**Your goal:** Print every line of the material below without changing anything.
-- Begin --
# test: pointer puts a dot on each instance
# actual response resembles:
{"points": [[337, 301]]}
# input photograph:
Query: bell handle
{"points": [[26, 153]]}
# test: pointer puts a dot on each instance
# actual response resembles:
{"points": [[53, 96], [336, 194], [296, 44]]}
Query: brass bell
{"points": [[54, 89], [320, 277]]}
-- End --
**Solution to this exercise:**
# test: pointer puts a dot on each instance
# actual response resembles:
{"points": [[337, 301]]}
# input photograph:
Query: bell handle
{"points": [[26, 153]]}
# test: pointer puts a dot on each instance
# actual response resembles:
{"points": [[53, 96], [336, 194], [296, 44]]}
Query: brass bell
{"points": [[54, 89], [320, 277]]}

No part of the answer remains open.